• TASK TO COMPLETE:
Show each line below that contains the string "railing". The match is case-sensitive.

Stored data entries
───

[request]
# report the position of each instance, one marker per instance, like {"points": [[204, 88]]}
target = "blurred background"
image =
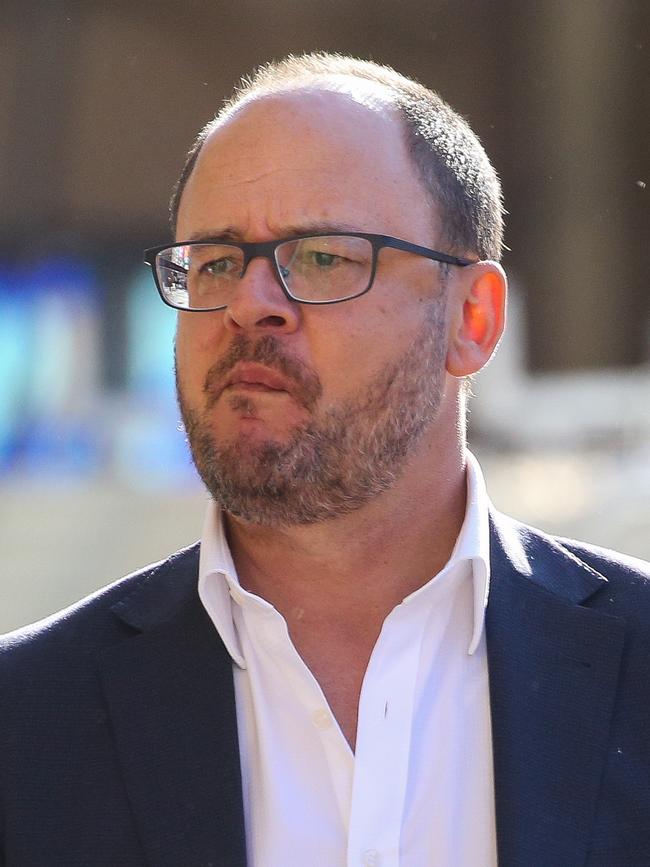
{"points": [[98, 105]]}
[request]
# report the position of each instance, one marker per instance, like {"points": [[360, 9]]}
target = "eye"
{"points": [[323, 259], [219, 267]]}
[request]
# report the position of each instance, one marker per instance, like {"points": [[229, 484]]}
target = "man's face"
{"points": [[295, 413]]}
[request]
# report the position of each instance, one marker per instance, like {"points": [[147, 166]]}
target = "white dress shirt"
{"points": [[419, 790]]}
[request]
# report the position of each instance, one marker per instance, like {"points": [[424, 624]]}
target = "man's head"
{"points": [[294, 413], [450, 160]]}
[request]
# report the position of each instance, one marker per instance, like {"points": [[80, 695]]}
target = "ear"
{"points": [[477, 317]]}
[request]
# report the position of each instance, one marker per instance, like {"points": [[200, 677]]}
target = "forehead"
{"points": [[305, 156]]}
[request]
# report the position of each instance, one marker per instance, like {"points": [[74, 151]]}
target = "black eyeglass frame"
{"points": [[266, 250]]}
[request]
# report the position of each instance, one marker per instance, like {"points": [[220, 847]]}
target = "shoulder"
{"points": [[98, 619], [582, 572]]}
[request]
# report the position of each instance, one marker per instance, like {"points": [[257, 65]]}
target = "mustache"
{"points": [[304, 383]]}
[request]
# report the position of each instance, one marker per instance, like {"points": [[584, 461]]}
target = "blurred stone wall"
{"points": [[102, 100]]}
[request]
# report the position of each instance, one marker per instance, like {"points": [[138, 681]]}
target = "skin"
{"points": [[290, 164]]}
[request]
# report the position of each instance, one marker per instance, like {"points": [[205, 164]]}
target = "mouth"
{"points": [[255, 377]]}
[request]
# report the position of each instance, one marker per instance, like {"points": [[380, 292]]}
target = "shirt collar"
{"points": [[218, 579]]}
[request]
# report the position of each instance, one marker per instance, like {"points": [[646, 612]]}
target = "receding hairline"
{"points": [[456, 173]]}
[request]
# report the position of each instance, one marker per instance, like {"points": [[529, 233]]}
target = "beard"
{"points": [[342, 457]]}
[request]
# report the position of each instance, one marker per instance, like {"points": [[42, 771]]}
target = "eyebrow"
{"points": [[228, 233]]}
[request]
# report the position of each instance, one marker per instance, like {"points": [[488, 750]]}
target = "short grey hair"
{"points": [[450, 159]]}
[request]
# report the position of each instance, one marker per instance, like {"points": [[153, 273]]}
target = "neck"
{"points": [[365, 563]]}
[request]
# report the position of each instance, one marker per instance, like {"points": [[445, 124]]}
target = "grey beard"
{"points": [[339, 460]]}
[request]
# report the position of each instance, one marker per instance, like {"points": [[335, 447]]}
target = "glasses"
{"points": [[318, 269]]}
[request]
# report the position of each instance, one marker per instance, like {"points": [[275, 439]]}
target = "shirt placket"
{"points": [[383, 741]]}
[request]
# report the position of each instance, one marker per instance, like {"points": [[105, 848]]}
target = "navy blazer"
{"points": [[118, 732]]}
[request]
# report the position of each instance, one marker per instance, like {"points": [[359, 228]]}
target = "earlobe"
{"points": [[478, 318]]}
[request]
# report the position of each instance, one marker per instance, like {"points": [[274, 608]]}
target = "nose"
{"points": [[260, 303]]}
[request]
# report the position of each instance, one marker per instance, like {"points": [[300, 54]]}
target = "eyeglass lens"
{"points": [[317, 270]]}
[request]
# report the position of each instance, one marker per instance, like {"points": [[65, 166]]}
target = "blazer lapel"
{"points": [[553, 666], [170, 694]]}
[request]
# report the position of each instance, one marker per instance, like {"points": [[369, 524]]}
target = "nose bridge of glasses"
{"points": [[262, 250]]}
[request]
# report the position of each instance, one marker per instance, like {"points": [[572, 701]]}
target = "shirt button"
{"points": [[321, 719]]}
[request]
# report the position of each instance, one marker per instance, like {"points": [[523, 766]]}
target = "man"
{"points": [[310, 686]]}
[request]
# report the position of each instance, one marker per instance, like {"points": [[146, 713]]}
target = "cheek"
{"points": [[194, 352]]}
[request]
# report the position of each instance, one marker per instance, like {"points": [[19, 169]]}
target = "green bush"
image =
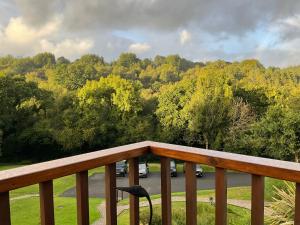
{"points": [[205, 215]]}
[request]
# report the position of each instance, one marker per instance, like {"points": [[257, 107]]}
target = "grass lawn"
{"points": [[26, 210], [205, 211]]}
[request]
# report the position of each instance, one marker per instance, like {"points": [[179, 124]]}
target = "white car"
{"points": [[143, 170], [199, 171]]}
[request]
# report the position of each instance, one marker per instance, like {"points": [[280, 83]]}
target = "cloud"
{"points": [[229, 16], [139, 48], [18, 32], [228, 29], [19, 38], [67, 47], [185, 37]]}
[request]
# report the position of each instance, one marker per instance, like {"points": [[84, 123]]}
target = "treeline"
{"points": [[53, 107]]}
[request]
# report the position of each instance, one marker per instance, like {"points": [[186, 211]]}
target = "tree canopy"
{"points": [[52, 107]]}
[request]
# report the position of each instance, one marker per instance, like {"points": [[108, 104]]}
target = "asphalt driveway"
{"points": [[152, 183]]}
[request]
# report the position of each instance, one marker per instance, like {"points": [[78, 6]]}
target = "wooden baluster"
{"points": [[4, 209], [257, 201], [82, 194], [297, 205], [165, 191], [221, 196], [110, 194], [134, 180], [191, 193], [46, 203]]}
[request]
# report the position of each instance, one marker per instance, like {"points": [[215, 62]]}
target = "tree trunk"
{"points": [[297, 157], [206, 141]]}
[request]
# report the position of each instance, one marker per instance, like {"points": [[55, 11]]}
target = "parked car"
{"points": [[199, 170], [173, 168], [143, 170], [121, 168]]}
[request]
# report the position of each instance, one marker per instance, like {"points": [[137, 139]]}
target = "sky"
{"points": [[199, 30]]}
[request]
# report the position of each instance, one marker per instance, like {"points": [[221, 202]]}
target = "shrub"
{"points": [[282, 210]]}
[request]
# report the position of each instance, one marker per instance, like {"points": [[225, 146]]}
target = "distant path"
{"points": [[240, 203], [152, 183]]}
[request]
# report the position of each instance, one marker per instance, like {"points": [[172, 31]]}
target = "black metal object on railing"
{"points": [[140, 192]]}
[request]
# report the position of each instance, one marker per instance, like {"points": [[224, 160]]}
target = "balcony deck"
{"points": [[44, 173]]}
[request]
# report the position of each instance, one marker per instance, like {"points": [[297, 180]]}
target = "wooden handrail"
{"points": [[36, 173], [44, 173], [278, 169]]}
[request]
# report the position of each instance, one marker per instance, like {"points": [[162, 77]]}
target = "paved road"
{"points": [[152, 183]]}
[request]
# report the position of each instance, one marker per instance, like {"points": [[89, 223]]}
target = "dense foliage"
{"points": [[52, 107]]}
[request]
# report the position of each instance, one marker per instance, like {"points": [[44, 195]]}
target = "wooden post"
{"points": [[110, 194], [4, 209], [257, 201], [221, 196], [166, 211], [191, 193], [46, 203], [134, 180], [82, 194], [297, 205]]}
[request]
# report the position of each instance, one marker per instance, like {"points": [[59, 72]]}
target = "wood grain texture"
{"points": [[191, 193], [257, 200], [82, 196], [110, 194], [134, 180], [4, 209], [36, 173], [166, 210], [46, 203], [249, 164], [221, 196], [297, 205]]}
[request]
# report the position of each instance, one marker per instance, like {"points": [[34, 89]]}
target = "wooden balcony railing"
{"points": [[44, 173]]}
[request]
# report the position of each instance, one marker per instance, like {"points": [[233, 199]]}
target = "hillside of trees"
{"points": [[52, 107]]}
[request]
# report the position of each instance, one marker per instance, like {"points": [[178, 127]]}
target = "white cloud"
{"points": [[139, 48], [185, 37], [18, 32], [68, 47], [22, 39]]}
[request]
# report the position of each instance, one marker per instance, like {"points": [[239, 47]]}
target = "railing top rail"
{"points": [[35, 173], [279, 169], [32, 174]]}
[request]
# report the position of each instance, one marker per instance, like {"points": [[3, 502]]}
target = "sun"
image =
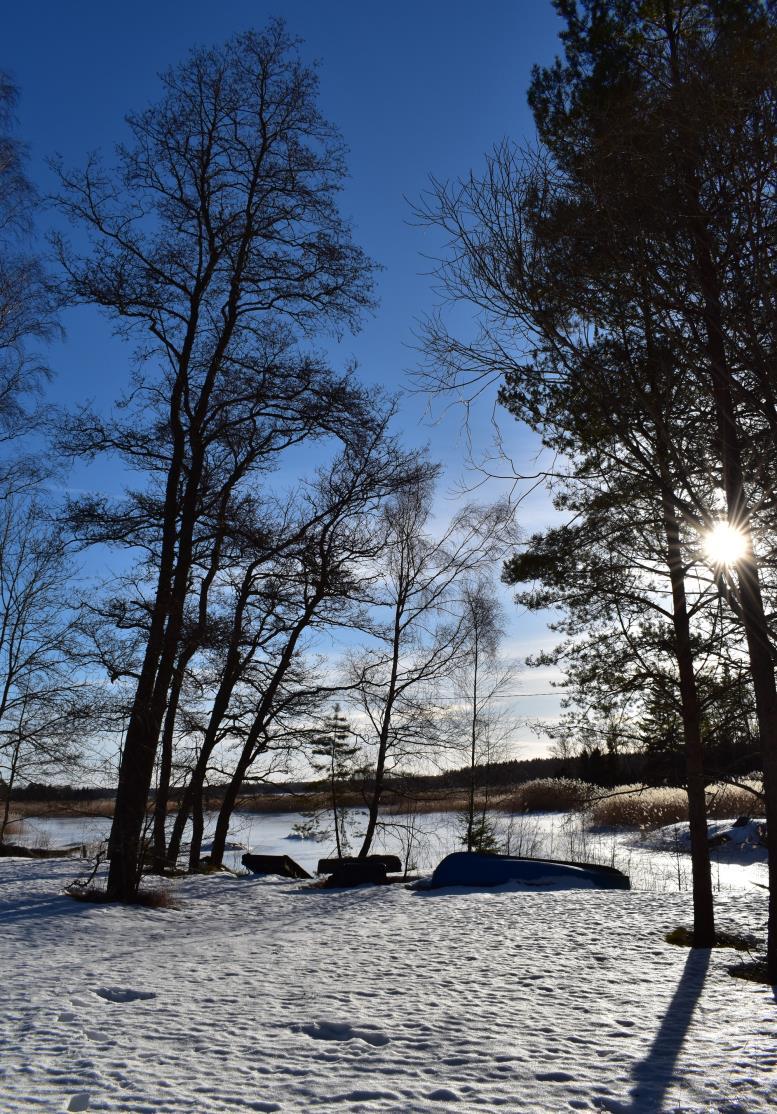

───

• TASK RESULT:
target = "black metal object on railing"
target = "wooden balcony railing"
target = "railing top rail"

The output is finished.